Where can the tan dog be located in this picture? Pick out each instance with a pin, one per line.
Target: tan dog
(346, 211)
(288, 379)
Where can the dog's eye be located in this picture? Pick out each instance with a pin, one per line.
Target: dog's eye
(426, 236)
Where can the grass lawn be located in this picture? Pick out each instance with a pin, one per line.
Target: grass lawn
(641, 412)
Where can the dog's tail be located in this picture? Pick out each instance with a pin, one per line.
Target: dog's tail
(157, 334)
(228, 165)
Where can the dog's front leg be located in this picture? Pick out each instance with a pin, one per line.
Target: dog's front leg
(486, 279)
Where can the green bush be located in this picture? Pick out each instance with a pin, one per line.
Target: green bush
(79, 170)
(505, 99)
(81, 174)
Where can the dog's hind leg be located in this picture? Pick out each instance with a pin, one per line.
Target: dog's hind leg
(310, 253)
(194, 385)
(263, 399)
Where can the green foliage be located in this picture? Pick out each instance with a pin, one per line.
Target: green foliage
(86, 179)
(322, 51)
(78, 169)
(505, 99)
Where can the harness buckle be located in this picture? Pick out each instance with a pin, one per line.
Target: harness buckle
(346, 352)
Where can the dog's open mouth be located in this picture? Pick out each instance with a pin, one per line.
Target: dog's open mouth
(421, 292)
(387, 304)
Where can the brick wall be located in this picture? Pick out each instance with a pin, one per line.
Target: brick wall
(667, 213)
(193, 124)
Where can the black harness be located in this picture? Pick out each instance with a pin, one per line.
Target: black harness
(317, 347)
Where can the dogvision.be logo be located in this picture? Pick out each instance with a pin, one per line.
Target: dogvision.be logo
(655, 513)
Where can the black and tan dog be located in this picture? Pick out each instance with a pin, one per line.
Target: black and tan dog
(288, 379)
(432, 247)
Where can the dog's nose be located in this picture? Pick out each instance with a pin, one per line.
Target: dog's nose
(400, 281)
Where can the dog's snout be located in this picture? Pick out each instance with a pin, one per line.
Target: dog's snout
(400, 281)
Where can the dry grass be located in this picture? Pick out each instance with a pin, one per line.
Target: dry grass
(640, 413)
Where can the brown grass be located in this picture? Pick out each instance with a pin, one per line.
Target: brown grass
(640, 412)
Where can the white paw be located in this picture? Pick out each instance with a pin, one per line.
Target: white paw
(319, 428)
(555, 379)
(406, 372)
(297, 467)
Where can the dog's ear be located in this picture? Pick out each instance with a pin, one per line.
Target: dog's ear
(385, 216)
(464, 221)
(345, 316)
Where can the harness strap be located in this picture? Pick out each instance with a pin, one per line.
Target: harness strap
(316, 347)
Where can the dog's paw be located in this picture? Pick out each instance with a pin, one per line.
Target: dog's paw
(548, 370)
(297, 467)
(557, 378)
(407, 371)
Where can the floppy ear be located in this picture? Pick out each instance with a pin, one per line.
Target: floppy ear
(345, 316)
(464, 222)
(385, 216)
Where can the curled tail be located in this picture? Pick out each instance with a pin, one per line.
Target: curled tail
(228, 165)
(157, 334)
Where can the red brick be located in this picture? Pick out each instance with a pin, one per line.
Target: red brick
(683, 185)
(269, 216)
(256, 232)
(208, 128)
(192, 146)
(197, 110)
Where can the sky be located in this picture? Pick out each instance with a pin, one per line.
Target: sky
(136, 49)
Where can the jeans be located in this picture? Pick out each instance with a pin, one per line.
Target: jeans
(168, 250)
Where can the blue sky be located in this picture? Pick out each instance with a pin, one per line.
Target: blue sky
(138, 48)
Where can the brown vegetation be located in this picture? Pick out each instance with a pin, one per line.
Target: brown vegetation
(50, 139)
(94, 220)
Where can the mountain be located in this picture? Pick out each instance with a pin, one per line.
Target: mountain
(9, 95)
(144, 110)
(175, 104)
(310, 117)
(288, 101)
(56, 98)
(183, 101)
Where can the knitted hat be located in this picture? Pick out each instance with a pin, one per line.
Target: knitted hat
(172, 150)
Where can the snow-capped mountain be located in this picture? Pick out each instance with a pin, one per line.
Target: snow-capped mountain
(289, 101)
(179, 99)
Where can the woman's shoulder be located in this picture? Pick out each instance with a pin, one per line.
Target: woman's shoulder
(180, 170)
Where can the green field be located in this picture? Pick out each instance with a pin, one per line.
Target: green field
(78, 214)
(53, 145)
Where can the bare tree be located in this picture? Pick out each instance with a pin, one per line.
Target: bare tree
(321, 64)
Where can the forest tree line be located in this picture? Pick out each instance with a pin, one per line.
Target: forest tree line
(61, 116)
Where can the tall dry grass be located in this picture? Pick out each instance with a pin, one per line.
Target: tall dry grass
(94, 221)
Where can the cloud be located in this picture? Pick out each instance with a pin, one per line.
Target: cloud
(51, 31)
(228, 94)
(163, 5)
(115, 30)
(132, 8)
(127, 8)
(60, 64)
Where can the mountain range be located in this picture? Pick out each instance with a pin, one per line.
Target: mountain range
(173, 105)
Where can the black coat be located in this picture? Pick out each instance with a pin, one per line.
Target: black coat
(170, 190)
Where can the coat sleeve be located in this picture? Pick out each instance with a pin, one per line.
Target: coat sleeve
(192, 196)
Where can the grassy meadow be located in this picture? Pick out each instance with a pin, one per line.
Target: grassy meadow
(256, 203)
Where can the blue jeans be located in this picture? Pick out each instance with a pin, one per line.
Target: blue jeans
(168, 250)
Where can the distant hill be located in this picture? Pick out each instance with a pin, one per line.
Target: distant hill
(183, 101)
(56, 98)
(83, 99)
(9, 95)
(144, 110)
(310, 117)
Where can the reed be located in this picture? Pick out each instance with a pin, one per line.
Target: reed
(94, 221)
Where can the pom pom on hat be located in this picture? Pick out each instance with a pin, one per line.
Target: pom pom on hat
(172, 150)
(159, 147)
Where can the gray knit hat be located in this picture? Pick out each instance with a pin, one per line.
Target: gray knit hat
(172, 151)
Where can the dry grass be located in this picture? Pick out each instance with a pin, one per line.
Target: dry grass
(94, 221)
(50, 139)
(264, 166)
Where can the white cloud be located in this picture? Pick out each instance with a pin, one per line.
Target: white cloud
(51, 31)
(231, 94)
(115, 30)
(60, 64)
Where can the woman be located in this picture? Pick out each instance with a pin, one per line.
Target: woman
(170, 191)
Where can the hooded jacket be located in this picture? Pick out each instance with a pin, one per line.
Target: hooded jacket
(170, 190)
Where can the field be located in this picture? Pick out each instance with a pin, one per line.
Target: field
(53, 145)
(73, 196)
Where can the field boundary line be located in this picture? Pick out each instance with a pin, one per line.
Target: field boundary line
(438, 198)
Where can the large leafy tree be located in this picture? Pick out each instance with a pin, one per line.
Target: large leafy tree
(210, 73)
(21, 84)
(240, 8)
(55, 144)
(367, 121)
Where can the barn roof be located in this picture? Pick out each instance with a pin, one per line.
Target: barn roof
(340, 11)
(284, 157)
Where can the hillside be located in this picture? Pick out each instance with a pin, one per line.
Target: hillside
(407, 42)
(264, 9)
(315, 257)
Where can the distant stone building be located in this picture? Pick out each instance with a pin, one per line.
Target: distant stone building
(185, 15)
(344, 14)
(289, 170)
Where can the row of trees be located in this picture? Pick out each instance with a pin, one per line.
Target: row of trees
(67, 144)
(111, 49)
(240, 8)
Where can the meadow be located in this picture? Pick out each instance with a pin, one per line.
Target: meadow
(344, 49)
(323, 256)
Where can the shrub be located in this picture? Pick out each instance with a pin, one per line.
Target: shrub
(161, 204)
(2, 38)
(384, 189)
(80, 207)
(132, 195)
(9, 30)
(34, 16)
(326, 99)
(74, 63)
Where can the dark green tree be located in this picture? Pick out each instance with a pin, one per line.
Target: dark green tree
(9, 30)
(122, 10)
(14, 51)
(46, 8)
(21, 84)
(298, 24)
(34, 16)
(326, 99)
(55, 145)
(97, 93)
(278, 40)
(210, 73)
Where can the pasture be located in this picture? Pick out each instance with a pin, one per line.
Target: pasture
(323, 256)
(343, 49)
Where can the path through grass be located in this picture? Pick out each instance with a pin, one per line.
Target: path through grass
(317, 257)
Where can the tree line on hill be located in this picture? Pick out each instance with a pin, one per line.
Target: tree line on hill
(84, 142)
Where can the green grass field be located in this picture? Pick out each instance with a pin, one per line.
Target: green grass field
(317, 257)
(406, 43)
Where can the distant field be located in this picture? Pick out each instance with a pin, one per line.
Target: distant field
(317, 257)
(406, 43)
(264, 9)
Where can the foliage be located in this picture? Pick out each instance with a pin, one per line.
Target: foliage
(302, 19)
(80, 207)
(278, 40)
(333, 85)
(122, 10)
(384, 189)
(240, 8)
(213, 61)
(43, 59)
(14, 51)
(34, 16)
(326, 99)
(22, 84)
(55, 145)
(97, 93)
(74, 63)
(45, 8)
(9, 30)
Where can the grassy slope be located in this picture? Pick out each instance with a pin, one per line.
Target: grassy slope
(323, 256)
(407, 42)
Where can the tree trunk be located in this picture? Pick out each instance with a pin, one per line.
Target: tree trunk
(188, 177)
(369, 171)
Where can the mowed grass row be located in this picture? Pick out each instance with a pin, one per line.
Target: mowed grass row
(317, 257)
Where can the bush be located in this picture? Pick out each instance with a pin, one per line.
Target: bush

What you are asked to do
Starting at the line that contains "Where can the foliage", print every line through the last one of the records, exactly and with nothing else.

Task solution
Where can the foliage be located in this picture? Pick out each instance with a pin, one per line.
Target: foliage
(302, 19)
(80, 207)
(278, 40)
(333, 85)
(122, 10)
(384, 189)
(240, 8)
(213, 61)
(43, 59)
(14, 51)
(34, 16)
(326, 99)
(22, 84)
(55, 145)
(97, 93)
(74, 63)
(45, 8)
(9, 30)
Where can the grassy slope be located in this picture? Pick out each instance with a pin, one per line.
Target: grassy slope
(323, 256)
(407, 42)
Where can the tree trunk be located in this picture? Pick out each instance with a pin, one per line.
Target: tree trunk
(188, 177)
(369, 171)
Where can the mowed grass row be located in this picture? Pick out each instance with a pin, one per line.
Target: mowed grass row
(317, 257)
Where can the bush be located in this picture? Pick out each instance with a pin, one per line.
Target: bush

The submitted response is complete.